Passage given =>
☆ ☆ ☆ ☆

To a young man who complained of the number of people who annoyed him by their attentions he said: ‘Cease to hang out a sign of invitation.’

Rare is it that some evil befalls us that we did not in some way allow to occur.  Reflection on our  contribution to our misfortunes will bring increased awareness of our own self-destructive conduct.  Finally, it may also be that our enemy has positive virtues of his own, worthy of our own imitation or instruction.  Give credit where it is due.  To be blinded by hate or anger is to miss an opportunity for reflection on how we may improve our own lot.

When we are the target of abuse, our first impulse will be recklessly to respond in kind to the abuser; but calmer reflection may teach us to seek out what was the source of the criticism.  By so identifying it, we may correct some flaw within ourselves.  Even enemies have eyes, and may see us with more clarity than friends.  Our lovers, family, and friends will hesitate to be too honest with us.  Affection clouds objectivity.  As Plutarch says, quoting Antisthenes (De capienda ex inimicis utilitate, vi.):

And so [it has been] said well that those who wish to lead a good life ought to have genuine friends or red-hot enemies; for the former deterred you from what was wrong by reproof, the latter by abuse.

☆ ☆ ☆ ☆

Data excerpts =>
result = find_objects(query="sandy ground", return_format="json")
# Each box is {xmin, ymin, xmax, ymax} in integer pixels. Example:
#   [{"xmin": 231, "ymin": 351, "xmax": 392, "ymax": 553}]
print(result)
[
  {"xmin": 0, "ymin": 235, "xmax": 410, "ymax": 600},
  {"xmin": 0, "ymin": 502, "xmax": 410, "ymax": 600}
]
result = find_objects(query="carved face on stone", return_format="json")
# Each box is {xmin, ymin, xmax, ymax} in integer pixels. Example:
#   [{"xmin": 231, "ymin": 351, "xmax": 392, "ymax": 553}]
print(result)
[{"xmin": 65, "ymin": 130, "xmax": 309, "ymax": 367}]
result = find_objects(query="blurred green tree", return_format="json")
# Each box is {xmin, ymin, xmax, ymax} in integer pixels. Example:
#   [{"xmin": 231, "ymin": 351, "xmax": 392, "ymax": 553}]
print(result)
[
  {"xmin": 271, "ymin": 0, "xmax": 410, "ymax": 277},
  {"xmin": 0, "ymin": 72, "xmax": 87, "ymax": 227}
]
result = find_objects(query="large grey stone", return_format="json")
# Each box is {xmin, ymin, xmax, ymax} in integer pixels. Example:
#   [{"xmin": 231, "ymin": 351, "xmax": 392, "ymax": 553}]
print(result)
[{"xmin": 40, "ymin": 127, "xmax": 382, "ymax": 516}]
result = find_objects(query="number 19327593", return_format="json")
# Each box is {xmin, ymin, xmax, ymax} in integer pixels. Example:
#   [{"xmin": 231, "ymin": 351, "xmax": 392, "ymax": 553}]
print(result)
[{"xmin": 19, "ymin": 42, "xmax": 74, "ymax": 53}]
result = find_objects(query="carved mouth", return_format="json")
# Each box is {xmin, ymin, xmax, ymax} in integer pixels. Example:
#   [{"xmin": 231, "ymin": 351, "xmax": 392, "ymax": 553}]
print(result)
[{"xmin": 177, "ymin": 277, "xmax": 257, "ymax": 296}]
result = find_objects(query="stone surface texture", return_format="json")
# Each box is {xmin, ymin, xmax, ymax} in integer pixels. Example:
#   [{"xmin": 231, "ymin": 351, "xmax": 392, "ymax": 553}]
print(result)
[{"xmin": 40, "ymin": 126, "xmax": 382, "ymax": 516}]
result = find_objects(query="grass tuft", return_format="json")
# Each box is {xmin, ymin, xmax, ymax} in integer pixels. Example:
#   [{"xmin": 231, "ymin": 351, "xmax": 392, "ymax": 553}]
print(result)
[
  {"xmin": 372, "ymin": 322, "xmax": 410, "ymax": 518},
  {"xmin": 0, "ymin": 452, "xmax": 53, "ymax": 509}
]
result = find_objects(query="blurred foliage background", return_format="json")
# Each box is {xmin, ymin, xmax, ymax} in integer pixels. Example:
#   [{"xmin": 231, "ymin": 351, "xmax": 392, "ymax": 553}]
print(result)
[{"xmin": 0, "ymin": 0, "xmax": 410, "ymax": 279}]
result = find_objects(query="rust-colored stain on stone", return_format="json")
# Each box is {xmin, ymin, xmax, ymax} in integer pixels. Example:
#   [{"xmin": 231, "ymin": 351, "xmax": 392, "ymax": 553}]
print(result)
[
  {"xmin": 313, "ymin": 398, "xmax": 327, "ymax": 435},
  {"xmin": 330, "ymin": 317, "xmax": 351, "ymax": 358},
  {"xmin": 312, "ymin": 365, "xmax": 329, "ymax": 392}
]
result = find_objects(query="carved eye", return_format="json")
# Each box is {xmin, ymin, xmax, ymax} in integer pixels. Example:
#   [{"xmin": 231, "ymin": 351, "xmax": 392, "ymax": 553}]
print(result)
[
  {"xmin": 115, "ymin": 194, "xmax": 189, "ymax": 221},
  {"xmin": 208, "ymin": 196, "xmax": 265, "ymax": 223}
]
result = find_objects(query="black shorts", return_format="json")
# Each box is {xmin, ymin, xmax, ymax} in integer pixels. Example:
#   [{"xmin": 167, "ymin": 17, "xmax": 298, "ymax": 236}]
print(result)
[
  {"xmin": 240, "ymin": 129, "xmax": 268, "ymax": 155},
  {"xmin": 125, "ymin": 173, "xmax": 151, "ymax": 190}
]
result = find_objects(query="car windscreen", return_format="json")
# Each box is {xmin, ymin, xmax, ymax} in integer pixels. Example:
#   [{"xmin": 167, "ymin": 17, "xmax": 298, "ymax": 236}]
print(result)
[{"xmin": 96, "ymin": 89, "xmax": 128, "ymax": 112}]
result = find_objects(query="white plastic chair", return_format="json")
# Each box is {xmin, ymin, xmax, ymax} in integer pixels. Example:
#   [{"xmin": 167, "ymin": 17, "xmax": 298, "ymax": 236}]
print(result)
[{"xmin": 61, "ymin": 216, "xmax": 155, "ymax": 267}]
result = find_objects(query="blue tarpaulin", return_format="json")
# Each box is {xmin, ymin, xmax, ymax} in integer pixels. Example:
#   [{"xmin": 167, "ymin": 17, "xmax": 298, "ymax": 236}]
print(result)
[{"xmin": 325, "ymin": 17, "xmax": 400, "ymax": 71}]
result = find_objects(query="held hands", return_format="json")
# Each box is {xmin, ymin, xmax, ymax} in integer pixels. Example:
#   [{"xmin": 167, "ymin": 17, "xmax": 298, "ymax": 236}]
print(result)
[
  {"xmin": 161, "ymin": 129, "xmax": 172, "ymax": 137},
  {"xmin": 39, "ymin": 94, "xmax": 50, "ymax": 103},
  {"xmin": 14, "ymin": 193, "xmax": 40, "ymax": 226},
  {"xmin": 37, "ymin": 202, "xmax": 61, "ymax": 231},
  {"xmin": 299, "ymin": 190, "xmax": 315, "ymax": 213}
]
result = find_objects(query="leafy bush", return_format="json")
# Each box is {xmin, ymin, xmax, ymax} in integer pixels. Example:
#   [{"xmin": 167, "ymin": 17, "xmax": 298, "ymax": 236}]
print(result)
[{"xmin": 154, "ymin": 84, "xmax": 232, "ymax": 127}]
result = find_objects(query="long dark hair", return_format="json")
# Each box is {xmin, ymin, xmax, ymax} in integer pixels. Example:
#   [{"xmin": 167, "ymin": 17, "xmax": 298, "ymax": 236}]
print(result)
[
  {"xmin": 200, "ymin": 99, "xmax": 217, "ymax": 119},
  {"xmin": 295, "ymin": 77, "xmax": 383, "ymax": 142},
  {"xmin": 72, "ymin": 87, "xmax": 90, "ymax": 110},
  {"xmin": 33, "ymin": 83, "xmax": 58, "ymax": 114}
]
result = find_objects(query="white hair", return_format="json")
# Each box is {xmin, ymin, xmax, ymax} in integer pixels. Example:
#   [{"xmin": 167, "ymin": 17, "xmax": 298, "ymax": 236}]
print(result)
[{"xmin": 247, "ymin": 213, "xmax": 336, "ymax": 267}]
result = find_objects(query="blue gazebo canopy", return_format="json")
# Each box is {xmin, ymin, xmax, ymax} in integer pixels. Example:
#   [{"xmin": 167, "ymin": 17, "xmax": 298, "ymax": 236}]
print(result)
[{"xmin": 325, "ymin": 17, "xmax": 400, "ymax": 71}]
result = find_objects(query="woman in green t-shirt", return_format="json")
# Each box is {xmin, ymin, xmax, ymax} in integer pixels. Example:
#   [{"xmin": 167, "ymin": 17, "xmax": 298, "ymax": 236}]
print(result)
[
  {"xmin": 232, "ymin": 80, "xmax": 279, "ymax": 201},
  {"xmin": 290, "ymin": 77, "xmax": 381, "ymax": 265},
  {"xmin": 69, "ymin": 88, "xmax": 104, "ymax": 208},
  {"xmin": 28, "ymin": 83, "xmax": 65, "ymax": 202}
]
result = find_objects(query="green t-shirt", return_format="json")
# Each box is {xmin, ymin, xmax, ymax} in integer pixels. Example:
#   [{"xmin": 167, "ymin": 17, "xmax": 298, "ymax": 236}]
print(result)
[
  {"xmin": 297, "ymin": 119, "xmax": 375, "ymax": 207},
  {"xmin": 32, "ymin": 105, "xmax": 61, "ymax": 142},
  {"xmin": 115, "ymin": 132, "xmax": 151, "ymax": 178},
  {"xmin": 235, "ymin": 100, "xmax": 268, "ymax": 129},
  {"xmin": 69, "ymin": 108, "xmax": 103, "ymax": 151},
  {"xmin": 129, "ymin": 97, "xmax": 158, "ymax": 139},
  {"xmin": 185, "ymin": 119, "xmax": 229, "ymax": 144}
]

☆ ☆ ☆ ☆

To be done =>
[1] In the passage on learning from enemies, whom does Plutarch quote?
[2] Revise the passage on learning from enemies, starting with "And so [it has" and going on through "latter by abuse.", so that "red-hot enemies" becomes "bitter enemies".

Responses by task =>
[1] Antisthenes

[2]
And so [it has been] said well that those who wish to lead a good life ought to have genuine friends or bitter enemies; for the former deterred you from what was wrong by reproof, the latter by abuse.